[Region pointing data]
"""

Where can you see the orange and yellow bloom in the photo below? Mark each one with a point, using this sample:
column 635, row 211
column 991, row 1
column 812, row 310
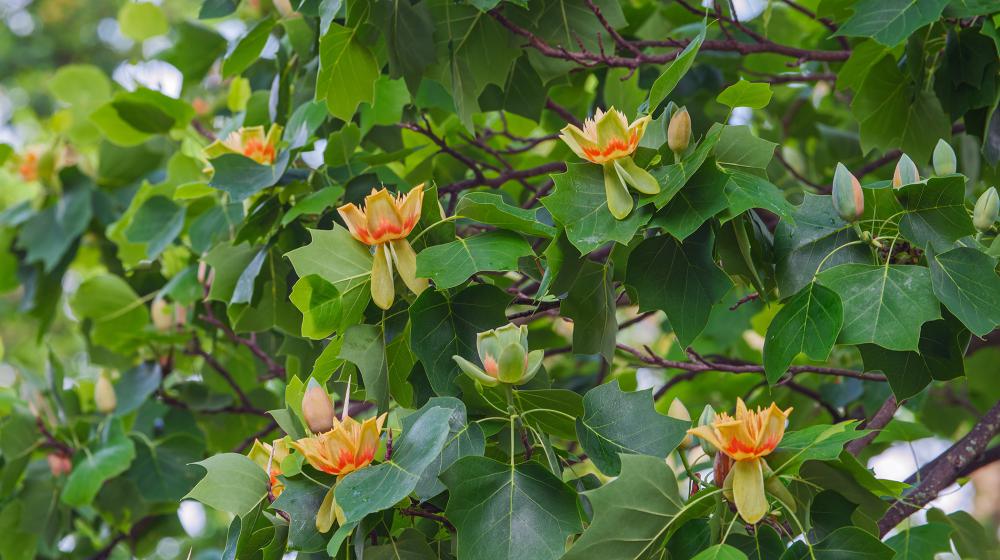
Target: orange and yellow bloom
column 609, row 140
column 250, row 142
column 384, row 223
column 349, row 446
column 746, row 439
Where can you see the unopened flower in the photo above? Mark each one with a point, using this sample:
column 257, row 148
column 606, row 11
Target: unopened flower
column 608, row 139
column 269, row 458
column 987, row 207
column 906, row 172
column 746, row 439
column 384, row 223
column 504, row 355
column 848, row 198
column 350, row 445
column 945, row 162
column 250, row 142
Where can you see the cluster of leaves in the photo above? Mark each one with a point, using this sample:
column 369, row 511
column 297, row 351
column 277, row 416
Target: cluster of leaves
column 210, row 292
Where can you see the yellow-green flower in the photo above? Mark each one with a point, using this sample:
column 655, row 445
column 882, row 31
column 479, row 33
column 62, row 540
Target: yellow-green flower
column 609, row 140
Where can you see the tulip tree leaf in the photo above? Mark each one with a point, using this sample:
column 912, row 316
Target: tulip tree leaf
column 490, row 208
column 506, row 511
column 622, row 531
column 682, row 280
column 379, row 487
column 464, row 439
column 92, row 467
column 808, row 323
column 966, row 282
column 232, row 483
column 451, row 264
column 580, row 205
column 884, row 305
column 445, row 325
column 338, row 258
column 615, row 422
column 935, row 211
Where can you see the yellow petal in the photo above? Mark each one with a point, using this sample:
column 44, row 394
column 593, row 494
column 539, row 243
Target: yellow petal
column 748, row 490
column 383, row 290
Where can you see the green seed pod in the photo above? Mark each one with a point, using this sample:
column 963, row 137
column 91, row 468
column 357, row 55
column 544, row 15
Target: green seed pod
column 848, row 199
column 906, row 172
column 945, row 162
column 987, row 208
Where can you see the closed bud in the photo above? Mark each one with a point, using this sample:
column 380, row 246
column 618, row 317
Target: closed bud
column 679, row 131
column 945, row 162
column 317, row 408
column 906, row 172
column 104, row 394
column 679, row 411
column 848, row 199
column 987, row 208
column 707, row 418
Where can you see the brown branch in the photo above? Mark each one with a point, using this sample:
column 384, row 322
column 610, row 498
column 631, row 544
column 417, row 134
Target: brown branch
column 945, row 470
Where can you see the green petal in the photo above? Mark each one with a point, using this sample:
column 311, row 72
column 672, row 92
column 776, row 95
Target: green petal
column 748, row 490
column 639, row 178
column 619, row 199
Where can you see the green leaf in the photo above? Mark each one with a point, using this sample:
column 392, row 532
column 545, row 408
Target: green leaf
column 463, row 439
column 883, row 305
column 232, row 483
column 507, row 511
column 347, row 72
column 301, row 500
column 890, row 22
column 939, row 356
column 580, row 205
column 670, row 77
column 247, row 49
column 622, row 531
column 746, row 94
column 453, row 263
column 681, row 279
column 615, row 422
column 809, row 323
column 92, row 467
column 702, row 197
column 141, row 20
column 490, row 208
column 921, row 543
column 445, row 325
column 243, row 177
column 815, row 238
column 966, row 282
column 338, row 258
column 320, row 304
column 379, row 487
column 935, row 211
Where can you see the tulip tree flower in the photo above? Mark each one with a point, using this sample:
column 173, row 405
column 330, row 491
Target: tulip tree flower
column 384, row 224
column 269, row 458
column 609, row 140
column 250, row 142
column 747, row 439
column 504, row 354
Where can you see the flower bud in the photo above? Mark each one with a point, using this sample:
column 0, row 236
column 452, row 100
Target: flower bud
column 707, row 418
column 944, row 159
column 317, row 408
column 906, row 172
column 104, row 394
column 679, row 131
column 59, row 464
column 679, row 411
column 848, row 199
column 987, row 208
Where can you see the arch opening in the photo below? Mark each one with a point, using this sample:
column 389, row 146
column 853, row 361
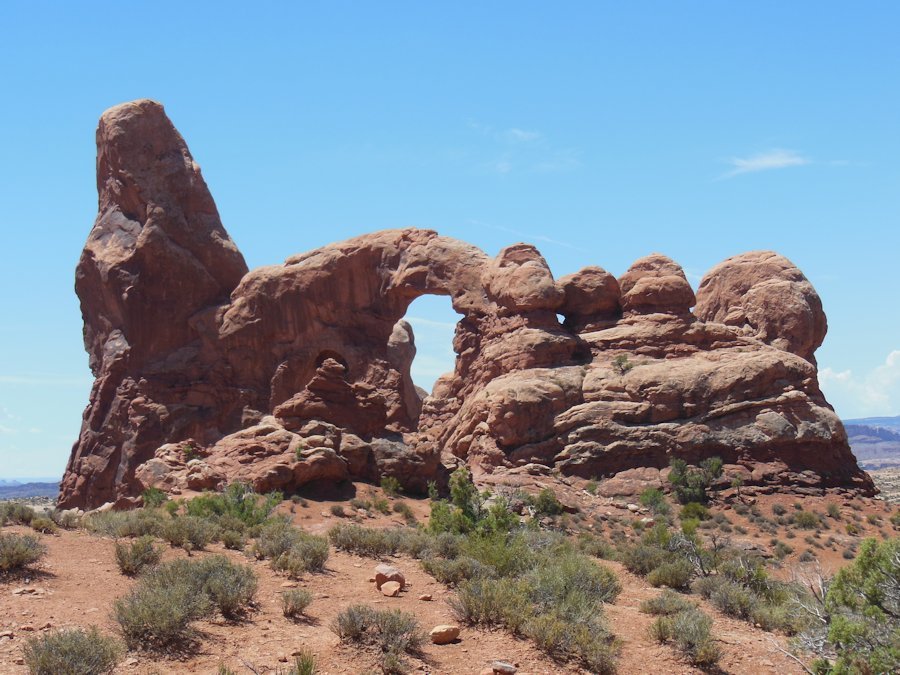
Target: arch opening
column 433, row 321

"""

WHAT YOU WILL DO - Each line from the start of the entries above through the line with "column 479, row 33" should be duplicated exactly, leaving out the pictures.

EXPECTED ANSWER -
Where can you see the orange and yellow bloom in the photo below? Mark each one with a point, using this sample:
column 635, row 211
column 991, row 1
column 812, row 310
Target: orange and yellow bloom
column 609, row 140
column 250, row 142
column 384, row 223
column 349, row 446
column 746, row 439
Where can you see the unopened flower in the photo above? Mark each one with a point, using this sample:
column 257, row 148
column 606, row 11
Target: unopened flower
column 608, row 139
column 269, row 458
column 987, row 207
column 906, row 172
column 746, row 439
column 384, row 223
column 504, row 355
column 848, row 198
column 350, row 445
column 945, row 162
column 250, row 142
Where can you see the cluster of leaves in the photo above? Mark each one with a point, using this sample:
column 369, row 511
column 297, row 351
column 277, row 416
Target: cluster of leaves
column 210, row 292
Where can you see the yellow-green flower in the photo above? Mark each one with a point, using this sample:
column 655, row 445
column 882, row 31
column 479, row 33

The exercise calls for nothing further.